> [WORK INSTRUCTIONS]:
Every record below must be returned exactly as it was received.

> [LISTED RECORDS]:
|---|
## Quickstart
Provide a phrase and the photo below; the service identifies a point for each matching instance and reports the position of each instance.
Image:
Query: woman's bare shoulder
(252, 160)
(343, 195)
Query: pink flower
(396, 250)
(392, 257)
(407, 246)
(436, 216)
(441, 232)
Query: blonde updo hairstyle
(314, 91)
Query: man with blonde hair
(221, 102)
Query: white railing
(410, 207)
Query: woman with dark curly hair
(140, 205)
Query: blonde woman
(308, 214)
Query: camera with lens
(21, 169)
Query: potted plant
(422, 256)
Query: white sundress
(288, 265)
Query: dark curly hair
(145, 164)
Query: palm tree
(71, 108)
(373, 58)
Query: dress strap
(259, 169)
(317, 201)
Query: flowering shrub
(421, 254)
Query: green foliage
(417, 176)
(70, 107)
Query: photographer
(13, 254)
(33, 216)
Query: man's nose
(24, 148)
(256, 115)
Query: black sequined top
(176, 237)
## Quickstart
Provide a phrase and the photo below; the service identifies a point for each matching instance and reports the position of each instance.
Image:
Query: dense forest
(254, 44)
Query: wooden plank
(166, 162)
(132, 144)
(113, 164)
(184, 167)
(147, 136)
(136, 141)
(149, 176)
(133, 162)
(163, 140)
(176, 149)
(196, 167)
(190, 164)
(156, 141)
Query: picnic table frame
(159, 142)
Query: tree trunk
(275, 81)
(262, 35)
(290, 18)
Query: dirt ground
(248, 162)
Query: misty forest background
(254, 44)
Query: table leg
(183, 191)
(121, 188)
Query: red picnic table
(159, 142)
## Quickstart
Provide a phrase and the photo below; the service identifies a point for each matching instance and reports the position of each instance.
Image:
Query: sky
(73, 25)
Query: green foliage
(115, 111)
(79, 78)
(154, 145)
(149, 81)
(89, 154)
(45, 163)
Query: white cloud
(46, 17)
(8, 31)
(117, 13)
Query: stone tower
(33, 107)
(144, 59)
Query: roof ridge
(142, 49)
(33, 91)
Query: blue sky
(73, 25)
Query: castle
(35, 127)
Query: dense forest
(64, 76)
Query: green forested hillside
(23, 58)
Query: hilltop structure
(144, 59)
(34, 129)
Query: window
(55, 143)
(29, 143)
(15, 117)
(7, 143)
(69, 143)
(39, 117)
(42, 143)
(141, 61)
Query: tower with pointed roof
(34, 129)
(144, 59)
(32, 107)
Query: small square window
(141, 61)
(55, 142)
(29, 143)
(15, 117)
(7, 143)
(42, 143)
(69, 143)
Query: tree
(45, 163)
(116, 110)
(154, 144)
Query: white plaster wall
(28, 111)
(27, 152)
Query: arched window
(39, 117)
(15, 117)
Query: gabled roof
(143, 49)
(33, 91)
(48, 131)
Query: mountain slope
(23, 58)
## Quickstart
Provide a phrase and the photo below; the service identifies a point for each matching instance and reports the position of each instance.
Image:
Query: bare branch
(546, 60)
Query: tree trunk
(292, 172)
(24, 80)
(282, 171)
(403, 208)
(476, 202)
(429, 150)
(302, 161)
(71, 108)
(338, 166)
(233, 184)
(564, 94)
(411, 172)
|---|
> [EXERCISE RESULT]:
## Quickstart
Provide a phrase and the photo below; the service identifies a point for each matching instance and reports the position of each instance.
Image:
Query: woman's bare shoulder
(252, 160)
(343, 195)
Query: pink flower
(396, 250)
(392, 257)
(407, 246)
(436, 216)
(441, 232)
Query: blonde updo hairstyle
(314, 91)
Query: man with blonde hair
(221, 102)
Query: white railing
(410, 207)
Query: woman with dark curly hair
(140, 205)
Query: blonde woman
(308, 214)
Query: camera with lens
(21, 169)
Query: potted plant
(422, 256)
Query: white sundress
(288, 265)
Query: dark curly hair
(145, 164)
Query: palm tree
(71, 108)
(373, 58)
Query: dress strap
(259, 169)
(317, 201)
Query: flowering shrub
(421, 254)
Query: green foliage
(417, 176)
(70, 107)
Query: photographer
(13, 254)
(33, 216)
Query: man's nose
(24, 148)
(256, 115)
Query: black sequined top
(176, 237)
## Quickstart
Provide a phrase and the photo below; the service identifies a point for each matching instance and reports the position of each instance.
Image:
Query: dense forest
(254, 44)
Query: wooden plank
(166, 162)
(132, 144)
(113, 164)
(184, 167)
(147, 136)
(136, 141)
(149, 176)
(133, 162)
(163, 140)
(176, 149)
(196, 167)
(190, 164)
(156, 141)
Query: picnic table frame
(159, 142)
Query: tree trunk
(275, 81)
(262, 35)
(290, 18)
Query: dirt ground
(248, 162)
Query: misty forest background
(254, 44)
Query: table leg
(183, 191)
(121, 188)
Query: red picnic table
(159, 142)
## Quickstart
Provide a phrase and the photo below; the service identifies a point for each matching instance and reports the position of each instance.
Image:
Query: sky
(73, 25)
Query: green foliage
(115, 111)
(79, 78)
(154, 145)
(149, 81)
(89, 154)
(45, 163)
Query: white cloud
(46, 17)
(8, 31)
(117, 13)
Query: stone tower
(33, 107)
(144, 59)
Query: roof ridge
(142, 49)
(33, 91)
Query: blue sky
(73, 25)
Query: castle
(35, 127)
Query: dense forest
(64, 76)
Query: green forested hillside
(23, 58)
Query: hilltop structure
(144, 59)
(34, 129)
Query: window
(55, 143)
(29, 143)
(15, 117)
(7, 143)
(69, 143)
(39, 117)
(42, 143)
(141, 61)
Query: tower with pointed roof
(34, 129)
(144, 59)
(32, 107)
Query: small square window
(141, 61)
(55, 142)
(29, 143)
(15, 117)
(7, 143)
(42, 143)
(69, 143)
Query: tree
(45, 163)
(116, 110)
(154, 144)
Query: white plaster wall
(28, 111)
(27, 152)
Query: arched window
(39, 117)
(15, 117)
Query: gabled roof
(143, 49)
(33, 91)
(48, 131)
Query: mountain slope
(23, 58)
## Quickstart
Provide a phrase and the photo below; the service identifies a point for each matching instance and reports the position of each instance.
Image:
Query: bare branch
(546, 60)
Query: tree trunk
(292, 172)
(24, 80)
(282, 171)
(403, 208)
(476, 202)
(429, 150)
(302, 161)
(71, 108)
(338, 166)
(233, 184)
(564, 94)
(411, 172)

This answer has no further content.